- [WHAT IS BEING ASKED]
The answer must be one number: how many lines in the records below contain the string "door".

Stored data:
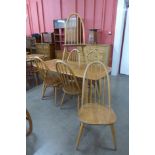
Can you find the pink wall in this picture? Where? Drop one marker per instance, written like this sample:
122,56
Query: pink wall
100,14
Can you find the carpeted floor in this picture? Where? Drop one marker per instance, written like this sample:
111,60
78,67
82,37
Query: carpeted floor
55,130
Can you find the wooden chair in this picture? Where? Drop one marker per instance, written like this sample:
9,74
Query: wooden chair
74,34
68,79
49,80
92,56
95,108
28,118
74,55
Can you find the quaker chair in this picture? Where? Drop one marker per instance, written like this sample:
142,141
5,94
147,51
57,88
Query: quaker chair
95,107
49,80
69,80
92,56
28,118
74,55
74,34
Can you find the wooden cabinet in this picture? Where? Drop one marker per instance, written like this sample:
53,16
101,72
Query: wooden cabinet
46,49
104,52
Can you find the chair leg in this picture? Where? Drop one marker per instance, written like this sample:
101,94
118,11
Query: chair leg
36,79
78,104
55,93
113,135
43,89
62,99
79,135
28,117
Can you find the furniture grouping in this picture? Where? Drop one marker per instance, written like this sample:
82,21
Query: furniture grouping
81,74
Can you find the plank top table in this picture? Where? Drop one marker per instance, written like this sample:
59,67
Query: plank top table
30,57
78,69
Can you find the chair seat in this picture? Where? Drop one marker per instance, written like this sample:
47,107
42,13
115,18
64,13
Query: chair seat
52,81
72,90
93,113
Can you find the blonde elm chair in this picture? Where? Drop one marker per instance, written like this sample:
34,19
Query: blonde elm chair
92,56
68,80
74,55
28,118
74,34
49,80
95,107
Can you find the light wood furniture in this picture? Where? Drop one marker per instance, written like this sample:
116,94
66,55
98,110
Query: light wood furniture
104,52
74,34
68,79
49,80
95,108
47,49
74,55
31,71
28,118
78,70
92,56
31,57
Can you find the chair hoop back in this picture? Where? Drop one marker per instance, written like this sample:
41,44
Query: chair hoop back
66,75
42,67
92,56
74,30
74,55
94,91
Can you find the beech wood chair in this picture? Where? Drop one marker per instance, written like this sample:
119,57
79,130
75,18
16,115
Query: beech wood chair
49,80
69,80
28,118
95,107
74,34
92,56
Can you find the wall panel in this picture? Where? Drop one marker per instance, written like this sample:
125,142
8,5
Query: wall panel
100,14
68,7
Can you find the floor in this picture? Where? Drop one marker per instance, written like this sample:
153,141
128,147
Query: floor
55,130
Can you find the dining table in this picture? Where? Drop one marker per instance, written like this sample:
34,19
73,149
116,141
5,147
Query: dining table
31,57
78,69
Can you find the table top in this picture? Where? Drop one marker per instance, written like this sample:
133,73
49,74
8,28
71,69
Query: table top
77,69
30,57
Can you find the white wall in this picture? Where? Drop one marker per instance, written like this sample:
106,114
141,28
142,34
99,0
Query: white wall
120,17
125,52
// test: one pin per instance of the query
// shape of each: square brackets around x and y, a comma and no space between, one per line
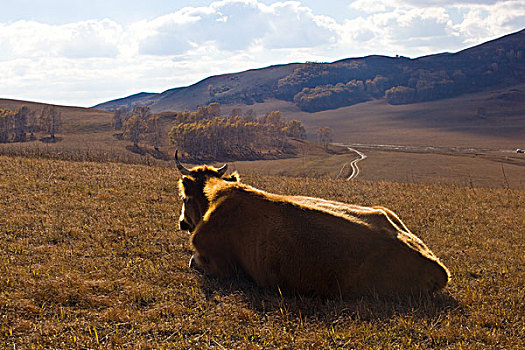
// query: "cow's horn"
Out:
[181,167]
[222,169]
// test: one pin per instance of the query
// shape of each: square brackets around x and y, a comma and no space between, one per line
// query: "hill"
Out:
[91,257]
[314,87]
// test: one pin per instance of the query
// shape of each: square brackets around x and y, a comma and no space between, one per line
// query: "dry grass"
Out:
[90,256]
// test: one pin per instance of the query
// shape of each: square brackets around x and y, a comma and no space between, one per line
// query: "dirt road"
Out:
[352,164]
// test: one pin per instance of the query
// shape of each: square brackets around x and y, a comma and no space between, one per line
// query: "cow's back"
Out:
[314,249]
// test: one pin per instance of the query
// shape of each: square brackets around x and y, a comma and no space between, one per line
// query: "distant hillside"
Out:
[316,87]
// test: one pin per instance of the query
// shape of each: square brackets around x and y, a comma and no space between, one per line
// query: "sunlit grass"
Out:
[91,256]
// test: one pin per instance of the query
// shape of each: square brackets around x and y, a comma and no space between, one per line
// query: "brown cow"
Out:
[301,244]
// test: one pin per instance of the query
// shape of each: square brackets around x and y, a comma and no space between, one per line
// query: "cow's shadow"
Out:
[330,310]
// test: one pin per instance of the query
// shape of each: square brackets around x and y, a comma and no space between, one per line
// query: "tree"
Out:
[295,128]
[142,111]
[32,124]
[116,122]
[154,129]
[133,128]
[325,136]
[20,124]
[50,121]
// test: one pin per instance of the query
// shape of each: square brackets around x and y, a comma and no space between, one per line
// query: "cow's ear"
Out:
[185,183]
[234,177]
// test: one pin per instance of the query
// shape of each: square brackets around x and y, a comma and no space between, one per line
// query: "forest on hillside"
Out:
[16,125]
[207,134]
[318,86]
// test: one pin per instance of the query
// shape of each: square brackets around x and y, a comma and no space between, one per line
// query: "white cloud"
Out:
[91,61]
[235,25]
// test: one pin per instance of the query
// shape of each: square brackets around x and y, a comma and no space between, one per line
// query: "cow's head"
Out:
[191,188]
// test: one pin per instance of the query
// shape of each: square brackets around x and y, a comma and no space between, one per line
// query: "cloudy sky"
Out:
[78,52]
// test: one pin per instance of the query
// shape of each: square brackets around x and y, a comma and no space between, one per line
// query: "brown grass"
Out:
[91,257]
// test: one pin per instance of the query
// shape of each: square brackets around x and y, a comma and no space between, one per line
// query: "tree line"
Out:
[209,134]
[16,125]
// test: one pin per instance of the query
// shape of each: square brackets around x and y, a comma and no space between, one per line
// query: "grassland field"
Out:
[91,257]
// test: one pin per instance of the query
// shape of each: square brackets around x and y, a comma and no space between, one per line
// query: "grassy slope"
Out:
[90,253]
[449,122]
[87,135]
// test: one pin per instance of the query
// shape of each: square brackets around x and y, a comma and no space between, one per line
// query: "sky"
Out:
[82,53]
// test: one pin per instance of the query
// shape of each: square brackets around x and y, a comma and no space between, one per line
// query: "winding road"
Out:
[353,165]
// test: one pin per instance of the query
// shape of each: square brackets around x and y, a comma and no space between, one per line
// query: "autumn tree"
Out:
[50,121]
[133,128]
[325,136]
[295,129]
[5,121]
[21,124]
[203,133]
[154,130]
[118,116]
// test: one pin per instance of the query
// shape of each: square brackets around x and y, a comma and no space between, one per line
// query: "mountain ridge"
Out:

==

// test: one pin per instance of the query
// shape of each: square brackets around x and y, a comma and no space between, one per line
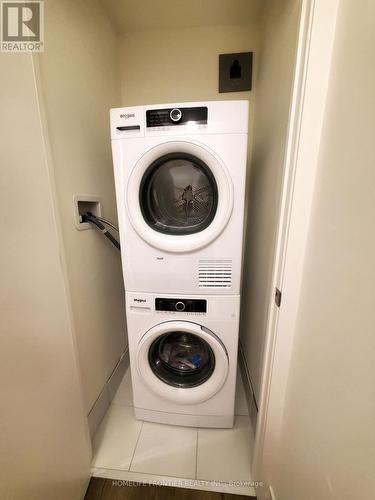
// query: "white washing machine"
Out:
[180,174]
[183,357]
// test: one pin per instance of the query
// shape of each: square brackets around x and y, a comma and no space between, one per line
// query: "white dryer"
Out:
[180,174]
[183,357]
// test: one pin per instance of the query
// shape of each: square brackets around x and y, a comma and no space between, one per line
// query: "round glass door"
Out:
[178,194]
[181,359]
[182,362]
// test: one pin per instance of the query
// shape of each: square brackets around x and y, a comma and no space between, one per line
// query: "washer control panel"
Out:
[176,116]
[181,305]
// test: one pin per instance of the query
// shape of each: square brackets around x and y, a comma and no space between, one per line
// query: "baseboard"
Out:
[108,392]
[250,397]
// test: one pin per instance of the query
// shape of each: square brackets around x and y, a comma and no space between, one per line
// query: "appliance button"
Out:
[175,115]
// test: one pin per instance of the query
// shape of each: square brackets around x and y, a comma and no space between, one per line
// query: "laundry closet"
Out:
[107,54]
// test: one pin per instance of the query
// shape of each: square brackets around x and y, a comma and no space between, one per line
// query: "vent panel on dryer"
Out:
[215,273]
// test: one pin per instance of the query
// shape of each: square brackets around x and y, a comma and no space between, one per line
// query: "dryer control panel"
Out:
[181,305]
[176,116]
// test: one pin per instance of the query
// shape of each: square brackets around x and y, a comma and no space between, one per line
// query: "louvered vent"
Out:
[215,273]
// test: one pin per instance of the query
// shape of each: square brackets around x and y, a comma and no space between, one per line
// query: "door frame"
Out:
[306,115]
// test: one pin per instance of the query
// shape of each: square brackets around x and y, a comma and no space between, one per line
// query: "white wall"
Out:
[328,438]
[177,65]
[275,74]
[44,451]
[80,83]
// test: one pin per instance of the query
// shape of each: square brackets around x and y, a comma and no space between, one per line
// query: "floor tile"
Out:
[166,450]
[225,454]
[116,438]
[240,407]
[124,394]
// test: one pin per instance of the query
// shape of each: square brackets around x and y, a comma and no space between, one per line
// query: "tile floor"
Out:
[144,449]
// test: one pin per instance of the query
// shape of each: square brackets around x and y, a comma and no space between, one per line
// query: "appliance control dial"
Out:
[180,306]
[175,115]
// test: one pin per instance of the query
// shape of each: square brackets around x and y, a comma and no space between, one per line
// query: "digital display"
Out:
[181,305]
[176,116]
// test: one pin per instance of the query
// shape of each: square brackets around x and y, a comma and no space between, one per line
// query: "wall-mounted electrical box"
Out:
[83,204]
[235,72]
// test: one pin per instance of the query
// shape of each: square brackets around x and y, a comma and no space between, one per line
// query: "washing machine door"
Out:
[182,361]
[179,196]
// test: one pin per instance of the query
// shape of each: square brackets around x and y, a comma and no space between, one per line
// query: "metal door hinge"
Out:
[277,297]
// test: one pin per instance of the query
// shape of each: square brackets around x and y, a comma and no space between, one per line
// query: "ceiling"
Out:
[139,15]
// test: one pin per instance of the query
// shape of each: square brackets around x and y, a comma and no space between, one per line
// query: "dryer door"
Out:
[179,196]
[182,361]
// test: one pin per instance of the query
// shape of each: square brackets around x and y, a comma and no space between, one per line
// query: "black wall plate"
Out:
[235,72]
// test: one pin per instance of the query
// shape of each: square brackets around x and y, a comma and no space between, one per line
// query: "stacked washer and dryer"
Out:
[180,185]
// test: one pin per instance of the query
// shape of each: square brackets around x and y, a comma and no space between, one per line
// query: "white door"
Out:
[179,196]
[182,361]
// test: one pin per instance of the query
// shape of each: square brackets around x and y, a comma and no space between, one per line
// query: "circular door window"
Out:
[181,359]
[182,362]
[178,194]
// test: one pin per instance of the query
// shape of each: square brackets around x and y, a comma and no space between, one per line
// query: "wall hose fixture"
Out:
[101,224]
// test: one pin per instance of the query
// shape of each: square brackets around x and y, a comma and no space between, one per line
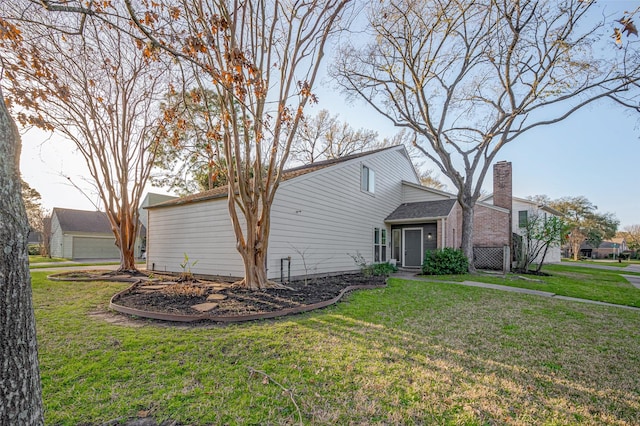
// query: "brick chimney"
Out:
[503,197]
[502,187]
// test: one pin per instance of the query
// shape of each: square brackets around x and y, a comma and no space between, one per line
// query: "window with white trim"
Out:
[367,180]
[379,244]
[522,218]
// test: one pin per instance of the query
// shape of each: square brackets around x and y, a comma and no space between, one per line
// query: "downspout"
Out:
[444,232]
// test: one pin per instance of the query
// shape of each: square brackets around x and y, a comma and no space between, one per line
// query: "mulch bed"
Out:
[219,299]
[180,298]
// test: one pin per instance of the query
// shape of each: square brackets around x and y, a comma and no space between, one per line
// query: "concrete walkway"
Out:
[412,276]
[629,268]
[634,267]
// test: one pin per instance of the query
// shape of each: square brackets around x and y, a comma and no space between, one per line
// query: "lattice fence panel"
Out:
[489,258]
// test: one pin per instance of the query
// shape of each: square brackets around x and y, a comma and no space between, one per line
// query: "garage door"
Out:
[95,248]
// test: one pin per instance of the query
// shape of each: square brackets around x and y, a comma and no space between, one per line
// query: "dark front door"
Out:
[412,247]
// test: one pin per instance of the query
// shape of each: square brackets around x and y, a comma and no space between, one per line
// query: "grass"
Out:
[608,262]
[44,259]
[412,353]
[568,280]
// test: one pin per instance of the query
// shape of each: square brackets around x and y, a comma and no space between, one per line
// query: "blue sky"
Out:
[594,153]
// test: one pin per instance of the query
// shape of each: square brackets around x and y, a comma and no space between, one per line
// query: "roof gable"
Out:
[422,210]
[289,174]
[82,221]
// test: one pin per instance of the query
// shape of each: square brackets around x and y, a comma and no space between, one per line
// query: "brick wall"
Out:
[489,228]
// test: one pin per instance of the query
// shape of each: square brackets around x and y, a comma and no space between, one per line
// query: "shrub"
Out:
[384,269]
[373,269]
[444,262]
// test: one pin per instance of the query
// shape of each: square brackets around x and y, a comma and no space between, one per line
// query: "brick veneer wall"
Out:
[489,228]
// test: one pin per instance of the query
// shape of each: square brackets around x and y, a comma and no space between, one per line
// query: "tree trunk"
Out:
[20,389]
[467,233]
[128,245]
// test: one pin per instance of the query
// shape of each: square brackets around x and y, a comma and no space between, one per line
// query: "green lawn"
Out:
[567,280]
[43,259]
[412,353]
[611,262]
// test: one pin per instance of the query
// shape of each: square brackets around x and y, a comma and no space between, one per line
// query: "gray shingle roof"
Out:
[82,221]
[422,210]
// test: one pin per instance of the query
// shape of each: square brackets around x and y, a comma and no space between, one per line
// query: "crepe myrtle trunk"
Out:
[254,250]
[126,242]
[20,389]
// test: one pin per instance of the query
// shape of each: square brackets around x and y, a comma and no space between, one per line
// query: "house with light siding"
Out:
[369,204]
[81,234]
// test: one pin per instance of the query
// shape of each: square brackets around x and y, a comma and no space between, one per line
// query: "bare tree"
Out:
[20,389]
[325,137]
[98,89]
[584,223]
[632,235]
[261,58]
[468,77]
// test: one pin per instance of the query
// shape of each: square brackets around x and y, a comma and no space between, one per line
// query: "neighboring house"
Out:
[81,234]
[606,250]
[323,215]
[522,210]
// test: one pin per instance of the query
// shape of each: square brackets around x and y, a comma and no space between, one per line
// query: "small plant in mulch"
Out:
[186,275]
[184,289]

--

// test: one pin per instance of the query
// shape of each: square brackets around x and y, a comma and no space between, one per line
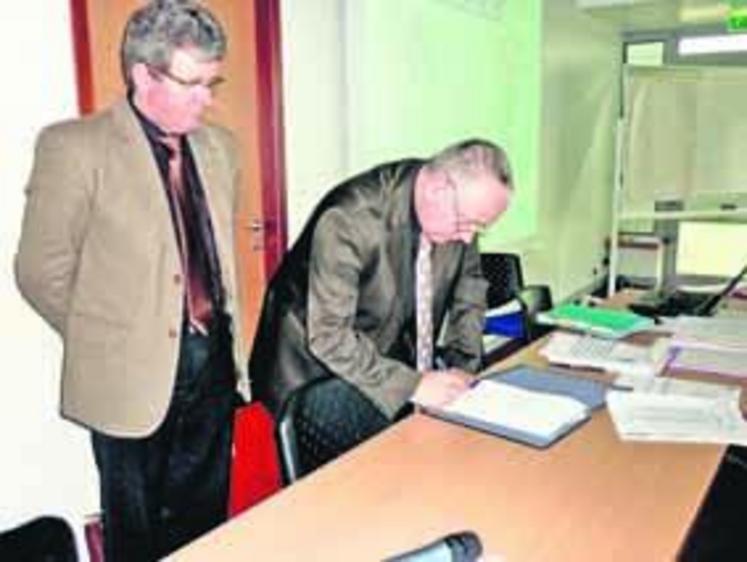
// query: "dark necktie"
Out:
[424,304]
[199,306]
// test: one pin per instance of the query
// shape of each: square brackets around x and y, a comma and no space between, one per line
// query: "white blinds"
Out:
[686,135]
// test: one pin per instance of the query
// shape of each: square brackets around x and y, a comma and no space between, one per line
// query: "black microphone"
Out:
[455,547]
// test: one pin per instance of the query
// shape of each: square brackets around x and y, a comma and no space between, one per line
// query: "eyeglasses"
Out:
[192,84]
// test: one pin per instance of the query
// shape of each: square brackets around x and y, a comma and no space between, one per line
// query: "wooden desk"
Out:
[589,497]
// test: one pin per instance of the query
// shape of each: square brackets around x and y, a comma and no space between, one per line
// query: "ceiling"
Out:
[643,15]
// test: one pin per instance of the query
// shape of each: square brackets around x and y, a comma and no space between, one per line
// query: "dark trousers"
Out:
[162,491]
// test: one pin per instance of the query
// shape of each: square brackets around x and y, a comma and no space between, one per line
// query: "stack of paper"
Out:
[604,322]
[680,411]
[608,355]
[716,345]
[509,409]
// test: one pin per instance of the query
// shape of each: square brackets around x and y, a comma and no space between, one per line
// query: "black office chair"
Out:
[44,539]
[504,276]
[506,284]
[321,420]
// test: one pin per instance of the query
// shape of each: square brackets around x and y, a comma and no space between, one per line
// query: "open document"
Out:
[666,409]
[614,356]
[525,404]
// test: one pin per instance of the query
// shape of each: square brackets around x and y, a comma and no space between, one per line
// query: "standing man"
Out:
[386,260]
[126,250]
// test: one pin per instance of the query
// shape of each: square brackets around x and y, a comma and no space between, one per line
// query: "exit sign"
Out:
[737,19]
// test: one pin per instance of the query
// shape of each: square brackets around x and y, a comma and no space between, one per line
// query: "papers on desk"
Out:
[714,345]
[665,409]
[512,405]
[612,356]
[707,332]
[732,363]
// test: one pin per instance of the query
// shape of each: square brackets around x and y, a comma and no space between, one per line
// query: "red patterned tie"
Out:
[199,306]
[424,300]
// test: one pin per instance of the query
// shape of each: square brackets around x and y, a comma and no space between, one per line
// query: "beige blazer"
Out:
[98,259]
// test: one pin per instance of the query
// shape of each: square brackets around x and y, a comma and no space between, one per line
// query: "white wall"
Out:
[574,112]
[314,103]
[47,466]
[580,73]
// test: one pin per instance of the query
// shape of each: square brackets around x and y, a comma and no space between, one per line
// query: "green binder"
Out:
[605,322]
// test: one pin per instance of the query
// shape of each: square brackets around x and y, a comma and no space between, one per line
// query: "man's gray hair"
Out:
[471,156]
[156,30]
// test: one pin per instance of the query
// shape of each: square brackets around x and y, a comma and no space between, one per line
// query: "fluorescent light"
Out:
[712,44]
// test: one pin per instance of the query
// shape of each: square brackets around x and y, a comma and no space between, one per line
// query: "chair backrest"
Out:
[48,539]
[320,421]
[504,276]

- [EXERCISE RESULT]
9